→ Exercise details: Produce the records again in full, exactly as shown below.

→ Records to process:

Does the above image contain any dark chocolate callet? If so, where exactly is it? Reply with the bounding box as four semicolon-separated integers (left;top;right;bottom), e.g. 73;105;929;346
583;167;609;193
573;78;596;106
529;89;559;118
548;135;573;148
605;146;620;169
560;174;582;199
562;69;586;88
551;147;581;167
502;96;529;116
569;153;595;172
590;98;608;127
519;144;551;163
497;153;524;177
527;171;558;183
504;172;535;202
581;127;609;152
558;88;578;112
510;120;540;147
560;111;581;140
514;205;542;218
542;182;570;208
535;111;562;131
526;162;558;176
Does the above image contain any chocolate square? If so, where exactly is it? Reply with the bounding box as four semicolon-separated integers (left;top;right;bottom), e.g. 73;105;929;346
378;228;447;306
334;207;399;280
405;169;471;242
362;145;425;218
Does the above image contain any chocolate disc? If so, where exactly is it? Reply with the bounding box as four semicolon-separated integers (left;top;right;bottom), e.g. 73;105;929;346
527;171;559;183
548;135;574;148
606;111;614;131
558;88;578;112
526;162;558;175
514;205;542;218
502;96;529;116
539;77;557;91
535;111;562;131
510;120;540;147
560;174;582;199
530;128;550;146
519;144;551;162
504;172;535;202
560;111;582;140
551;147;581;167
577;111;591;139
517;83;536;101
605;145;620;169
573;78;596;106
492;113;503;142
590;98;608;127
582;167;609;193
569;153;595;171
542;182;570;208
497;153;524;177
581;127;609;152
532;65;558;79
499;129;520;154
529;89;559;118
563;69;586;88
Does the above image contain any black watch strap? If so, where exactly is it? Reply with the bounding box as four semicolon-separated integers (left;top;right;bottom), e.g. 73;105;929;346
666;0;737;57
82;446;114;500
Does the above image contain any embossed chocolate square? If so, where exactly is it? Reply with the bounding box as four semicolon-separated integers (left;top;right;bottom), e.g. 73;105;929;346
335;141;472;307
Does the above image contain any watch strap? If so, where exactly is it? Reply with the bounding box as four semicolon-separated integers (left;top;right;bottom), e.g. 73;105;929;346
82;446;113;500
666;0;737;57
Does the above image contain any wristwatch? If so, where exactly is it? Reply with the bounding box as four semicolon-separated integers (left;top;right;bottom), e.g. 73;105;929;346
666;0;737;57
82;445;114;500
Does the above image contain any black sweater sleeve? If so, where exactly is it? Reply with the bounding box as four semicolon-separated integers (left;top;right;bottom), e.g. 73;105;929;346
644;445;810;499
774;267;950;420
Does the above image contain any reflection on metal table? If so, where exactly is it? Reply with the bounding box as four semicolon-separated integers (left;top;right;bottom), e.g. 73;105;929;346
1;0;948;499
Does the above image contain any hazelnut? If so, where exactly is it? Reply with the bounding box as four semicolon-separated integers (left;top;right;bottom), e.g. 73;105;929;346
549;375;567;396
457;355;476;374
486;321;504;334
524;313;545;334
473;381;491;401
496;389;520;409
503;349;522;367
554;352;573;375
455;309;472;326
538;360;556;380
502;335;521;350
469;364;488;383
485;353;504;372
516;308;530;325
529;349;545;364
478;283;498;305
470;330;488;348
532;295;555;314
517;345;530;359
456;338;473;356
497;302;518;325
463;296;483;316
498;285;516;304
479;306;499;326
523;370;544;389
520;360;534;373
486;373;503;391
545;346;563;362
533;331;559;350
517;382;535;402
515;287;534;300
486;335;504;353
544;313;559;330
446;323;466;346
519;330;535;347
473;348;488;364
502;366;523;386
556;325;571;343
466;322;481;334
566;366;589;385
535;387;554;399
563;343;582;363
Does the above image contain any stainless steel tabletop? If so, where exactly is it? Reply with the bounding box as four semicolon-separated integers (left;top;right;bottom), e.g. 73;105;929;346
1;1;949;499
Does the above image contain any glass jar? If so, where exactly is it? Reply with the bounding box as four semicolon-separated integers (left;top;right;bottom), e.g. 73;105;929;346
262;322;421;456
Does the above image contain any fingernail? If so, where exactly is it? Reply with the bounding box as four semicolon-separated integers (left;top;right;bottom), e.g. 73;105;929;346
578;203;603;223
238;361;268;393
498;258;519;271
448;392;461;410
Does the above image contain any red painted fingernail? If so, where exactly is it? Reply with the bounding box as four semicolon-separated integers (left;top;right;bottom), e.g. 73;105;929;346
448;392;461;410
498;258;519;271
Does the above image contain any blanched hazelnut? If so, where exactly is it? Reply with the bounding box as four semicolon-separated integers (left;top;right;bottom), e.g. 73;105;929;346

→ Answer section:
Does the above image contain any dark chocolate callet? If so, where exactly is it? Reply with the bounding box as four semicolon-separated integers (left;top;right;bottom), e.g. 73;105;929;346
583;167;609;193
573;78;596;106
529;89;559;118
548;135;573;148
605;146;620;169
560;174;582;199
562;69;586;88
551;147;581;167
502;96;529;116
569;153;595;172
590;98;608;127
519;144;551;163
497;153;524;177
527;171;558;183
504;172;535;202
581;127;609;152
558;88;578;112
510;120;540;147
560;111;581;140
514;205;542;218
542;182;570;208
535;111;562;131
526;162;558;176
Does the above image contain any chocolate square? If so, where exactly is it? Reply with the bounding box as four semicolon-separated integers (left;top;right;bottom), e.g. 73;105;929;346
378;228;447;306
334;207;399;280
405;169;471;242
362;145;425;218
Does the above image contain any chocolate disc? If so, where exactly is it? Reply with the bounding box as four semicolon-separated integers (left;top;right;bottom), e.g. 73;105;929;346
527;171;559;183
548;135;574;148
606;111;614;131
558;88;578;112
526;162;558;175
514;205;542;218
502;96;529;116
539;77;557;91
535;111;562;131
510;120;540;147
560;174;582;199
530;128;550;146
519;144;551;162
504;172;535;202
560;111;582;140
551;147;581;167
577;111;591;139
517;83;536;101
605;145;620;169
573;78;596;106
492;113;503;142
590;98;608;127
582;167;609;193
569;153;595;171
542;182;570;208
497;153;524;177
581;127;609;152
532;65;558;79
499;129;520;154
529;89;559;118
563;69;586;88
Does the above image contain any black watch strap? If so, where exactly is it? Reply with the bounding box as four semicolon-separated integers (left;top;right;bottom), e.g. 73;105;929;346
666;0;737;57
82;446;114;500
Does the above image contain any embossed chocolate square? If so, where exactly is it? Reply with the bounding box as four semicolon-separated integers (left;top;right;bottom), e.g. 73;105;929;346
335;141;472;307
Does the above image contain any watch strap? If so, where exactly is it? Reply with the bounding box as four semicolon-separated integers (left;top;right;bottom), e.g. 73;105;929;346
82;446;113;500
666;0;737;57
Does the above image contain any wristwatch? If so, where exactly is it? Reply with the bounding box as four semicolon-separated integers (left;top;right;bottom), e.g. 73;105;929;346
666;0;737;57
82;445;114;500
Does the above image contain any black sweater sleeve? If so, where exactly is it? Reply with the bounding box as four semicolon-separated integers (left;top;right;bottom), e.g. 73;105;929;346
644;445;810;499
774;267;950;420
Does the above image contain any reflection on metal table? If so, where exactly is it? Reply with the bounding box as four semicolon-separated integers (left;top;right;bottom), e.g. 73;105;929;346
1;0;948;499
Does the above image contain any hazelnut? If so, where exactly is it? Reply with the bounding box as four semicolon-separated integers (left;top;right;bottom), e.g. 73;105;929;346
549;375;567;396
457;355;476;374
486;321;504;334
524;313;545;334
473;381;491;401
496;389;520;409
503;349;522;367
554;352;573;375
455;309;472;326
538;360;556;380
502;335;521;350
469;364;488;383
485;353;504;372
516;308;530;325
529;349;545;364
478;283;498;305
470;330;488;348
532;295;555;314
517;345;530;359
456;338;473;356
497;302;518;325
463;296;483;316
498;285;516;304
479;306;499;326
523;370;544;389
520;360;534;373
486;373;503;391
545;346;563;362
533;331;559;350
517;382;535;402
515;287;534;300
486;335;504;353
544;313;559;330
446;323;466;346
519;330;535;347
473;348;488;364
502;366;523;386
556;325;571;343
466;322;481;334
566;366;589;385
535;387;554;399
563;343;582;363
Does the above image contain any stainless steel tabletop? If so, where exactly is it? Reply with the bounding box as four semicolon-separated integers (left;top;right;bottom), e.g. 73;105;929;346
1;1;949;499
Does the above image contain any glass jar? If so, where exactly is it? Reply with the bounding box as four semicolon-separated integers (left;top;right;bottom), e.g. 73;105;929;346
262;322;421;456
Does the above image contain any fingernail? If so, where exactly is it? Reply with the bounding box as four semicolon-separated integers (left;top;right;bottom), e.g. 73;105;929;346
578;203;603;223
238;361;268;393
498;258;519;271
448;392;461;410
Does the above image contain any red painted fingernail? If so, where exactly is it? Reply with the bounding box as four semicolon-separated integers (left;top;right;bottom), e.g. 73;105;929;346
448;392;461;410
498;258;519;271
Does the above image contain any blanched hazelnut? If so, where exactly is it? Reply with the bounding box as four semicolon-separated integers (left;top;right;bottom), e.g. 73;105;929;346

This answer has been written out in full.